Перепишите часть текста для чтения, начав с места, где стоят слова «Выбрать главу», и остановившись после слов «раз махнул рукой.». Замените при этом «рукой» на «ладонью».

* Текст для чтения *
☆ ☆ ☆ ☆ ☆
Выбрать главу

Он еще раз махнул рукой и, еле передвигая ноги, свернул к входу на истфак.

Через несколько дней мы его хоронили. На отпевании мы не решились присутствовать, но к гробу проститься пришли. Мне показалось, что на лице покойного то же выражение отчаяния, с каким он в последний раз махнул рукой.

Отечественную историю наш курс слушал у трех профессоров: М.В. Нечкиной, Н.М. Дружинина и И.И. Минца. На первом курсе период феодализма читала нам почему-то Милица Васильевна Нечкина, никогда специально этим не занимавшаяся. Она тогда была еще доцентом, молодой, розовой и пухленькой дамочкой, похожей на сусального ангелочка с дореволюционной рождественской открытки. Какую-то сладковатую экзальтированность она вносила и в свои лекции, стремясь эмоционально увлечь слушателей. И достигала обратного результата: мы, юные скептики, посмеивались над ней, прозвав «Ковыль шумел», — потому что в ее рассказах о славянских племенах, а потом об удельных княжествах и татарских набегах время от времени появлялся рефрен: «А ковыль все шумел на необозримых равнинах Руси…»

Совсем по иному дело пошло, когда на 2-м курсе мы добрались до XIX века и лекций Николая Михайловича Дружинина. Они настолько изобиловали материалом (и все казалось нужным), что только успевай * записывать. Но все это излагалось в сухой, строгой и скучноватой манере, так контрастировавшей с мечтательными экзерсисами его предшественницы.

Я приноровилась записывать его лекции почти дословно, потому что учебника еще не было, а требовательность Дружинина на экзаменах была уже известна. Потом я очень гордилась полученной у него пятеркой.

Удивительно, что совершенно не помню, какую курсовую писала у него в семинаре. А курсовую предыдущего первого курса помню отлично — может быть, как первую мою попытку что-то написать по истории, проанализировав документы. Занятие это показалось мне необыкновенно увлекательным. Тема была «Убийство царевича Дмитрия в Угличе», а источник — опубликованные материалы комиссии Василия Шуйского, расследовавшей дело.
☆ ☆ ☆ ☆ ☆
* Данные *
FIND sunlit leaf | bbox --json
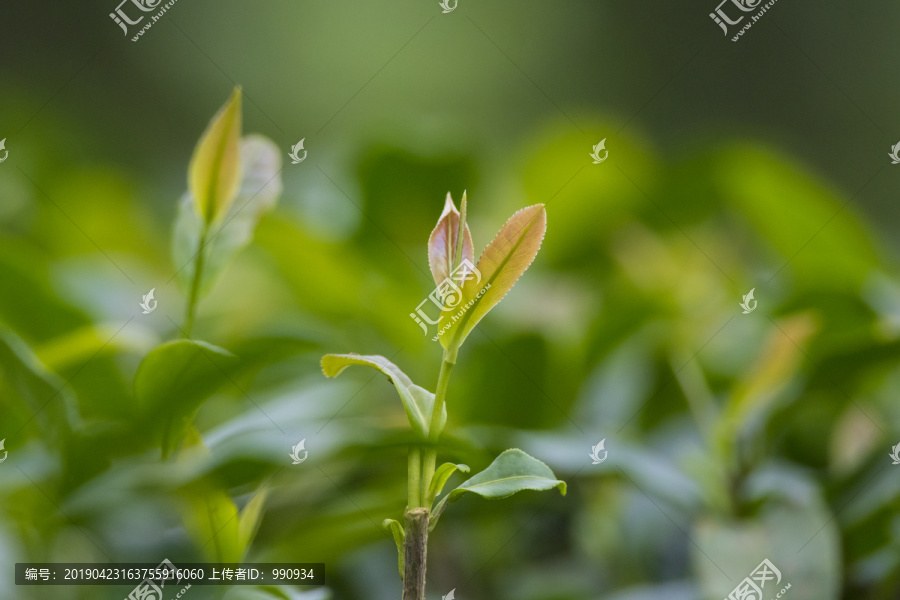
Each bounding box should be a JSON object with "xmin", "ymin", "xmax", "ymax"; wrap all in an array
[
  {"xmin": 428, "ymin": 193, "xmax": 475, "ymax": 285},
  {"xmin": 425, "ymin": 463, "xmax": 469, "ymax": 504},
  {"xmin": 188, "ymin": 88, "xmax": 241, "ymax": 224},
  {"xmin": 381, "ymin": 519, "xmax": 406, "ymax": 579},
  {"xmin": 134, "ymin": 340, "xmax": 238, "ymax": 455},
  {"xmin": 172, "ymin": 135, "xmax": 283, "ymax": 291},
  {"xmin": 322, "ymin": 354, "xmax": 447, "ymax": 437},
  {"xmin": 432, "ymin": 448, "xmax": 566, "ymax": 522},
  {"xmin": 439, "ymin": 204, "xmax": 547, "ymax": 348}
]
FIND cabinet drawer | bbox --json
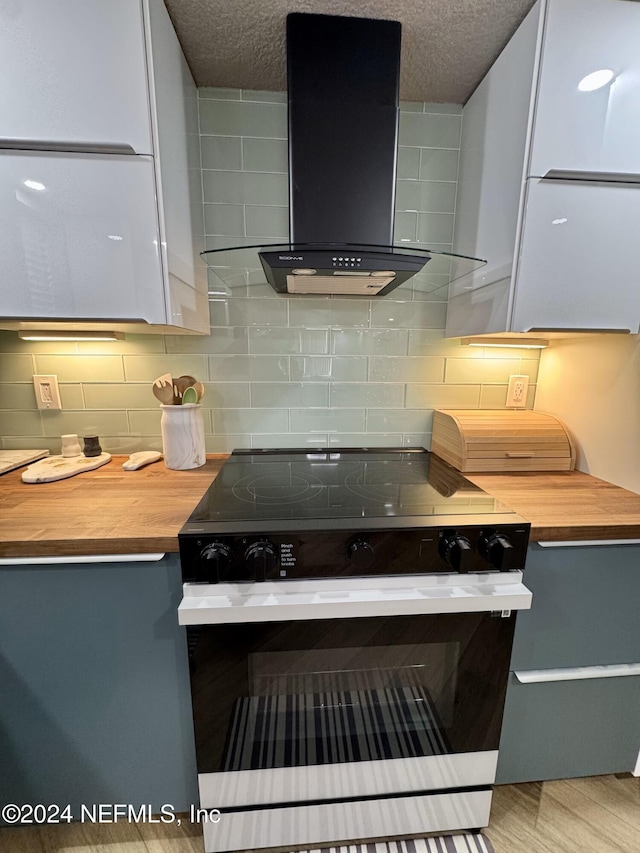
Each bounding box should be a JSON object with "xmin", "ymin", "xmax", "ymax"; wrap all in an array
☆ ☆ ☆ ☆ ☆
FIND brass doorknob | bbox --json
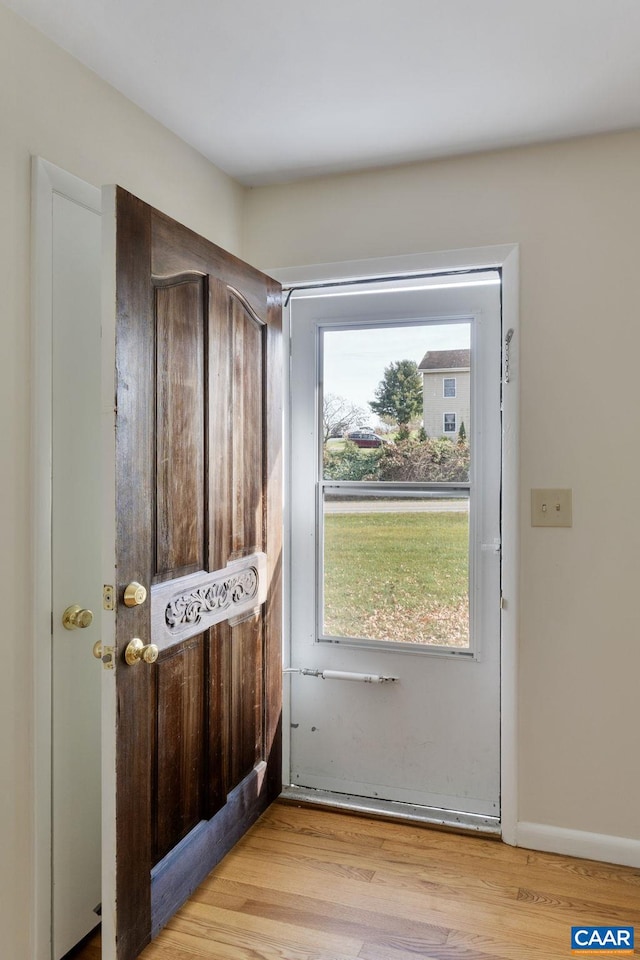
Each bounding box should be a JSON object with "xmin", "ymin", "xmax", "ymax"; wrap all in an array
☆ ☆ ☆ ☆ ☆
* Решение *
Выбрать главу

Он еще раз махнул ладонью и, еле передвигая ноги, свернул к входу на истфак.

Через несколько дней мы его хоронили. На отпевании мы не решились присутствовать, но к гробу проститься пришли. Мне показалось, что на лице покойного то же выражение отчаяния, с каким он в последний раз махнул ладонью.